We say someone is “hands on” if they are involved and participate personally. Even a clock has “hands”, maybe that’s why we talk about “the hands of time”? Criminals get “handcuffed” and a person will say their “hands are tied” if they feel there is no action they can take in a particular situation.

Hands have a language all their own.  (both literally and figuratively)  In greeting, we shake hands or high five with our hands or anything in between.  We wave hello and goodbye with our hands.  To show respect there’s the hand in military salute, the hand placed over the heart in pledge or the hand placed on the Bible (with the other hand raised) in promise to tell the truth.

We say someone is “handy” if they are good at something, particularly at fixing things.  We say someone is a “handful” if they are hard to “handle”.  We say someone is “hand picked” if they are personally chosen for some particular position or opportunity.  And “hand made” is now back in vogue; considered special, unique and more valuable than something that is mass produced or “store-bought”.

We take someone by the hand to lead them, place our hand over their hand to guide or teach them.  We extend the hand of friendship, lend a helping hand, raise holy hands to heaven.  We join hands in unity with others, we clap hands in applause, showing our approval and support.  We raise our hand to ask a question, to be heard.  A “show of hands” determines the outcome of a proposal.  If something or someone wins by a large margin, we say they won “hands down”.

§ §

**Exercise prompt**
Could you update the passage about hands from "Hands have a" to "tell the truth.", writing it out again with "military salute" replaced by "formal salute"?

[Stored data entries]
§ §

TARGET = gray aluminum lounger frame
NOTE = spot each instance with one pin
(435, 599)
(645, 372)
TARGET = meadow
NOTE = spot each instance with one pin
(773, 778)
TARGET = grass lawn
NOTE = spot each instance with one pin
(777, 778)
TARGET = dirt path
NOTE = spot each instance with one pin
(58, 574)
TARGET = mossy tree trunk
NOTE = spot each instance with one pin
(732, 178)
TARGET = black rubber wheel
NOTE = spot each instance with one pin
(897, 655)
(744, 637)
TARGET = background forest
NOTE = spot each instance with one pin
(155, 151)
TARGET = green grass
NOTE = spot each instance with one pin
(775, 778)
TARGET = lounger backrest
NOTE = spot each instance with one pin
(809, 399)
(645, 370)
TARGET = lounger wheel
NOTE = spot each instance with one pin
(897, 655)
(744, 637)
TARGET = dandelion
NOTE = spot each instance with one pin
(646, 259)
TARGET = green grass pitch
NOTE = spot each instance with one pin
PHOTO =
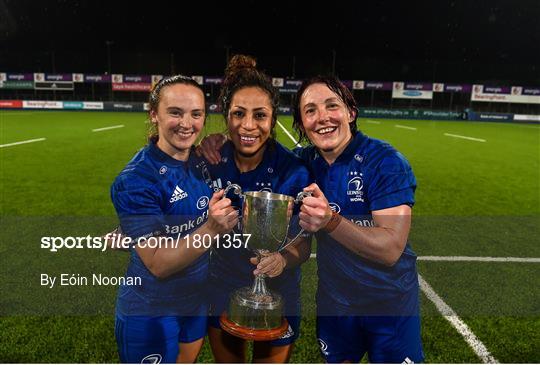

§ §

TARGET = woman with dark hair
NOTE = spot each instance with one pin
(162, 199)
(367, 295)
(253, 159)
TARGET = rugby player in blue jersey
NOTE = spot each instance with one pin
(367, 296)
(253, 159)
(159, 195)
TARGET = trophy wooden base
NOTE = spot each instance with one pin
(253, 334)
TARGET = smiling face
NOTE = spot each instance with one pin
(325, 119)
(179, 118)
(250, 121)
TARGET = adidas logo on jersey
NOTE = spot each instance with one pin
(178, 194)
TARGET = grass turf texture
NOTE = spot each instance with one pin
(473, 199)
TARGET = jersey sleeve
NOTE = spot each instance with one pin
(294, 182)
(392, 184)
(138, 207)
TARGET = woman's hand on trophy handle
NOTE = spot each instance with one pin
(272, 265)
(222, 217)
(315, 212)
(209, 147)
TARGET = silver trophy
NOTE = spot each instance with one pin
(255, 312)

§ §

**Result**
Hands have a language all their own.  (both literally and figuratively)  In greeting, we shake hands or high five with our hands or anything in between.  We wave hello and goodbye with our hands.  To show respect there’s the hand in formal salute, the hand placed over the heart in pledge or the hand placed on the Bible (with the other hand raised) in promise to tell the truth.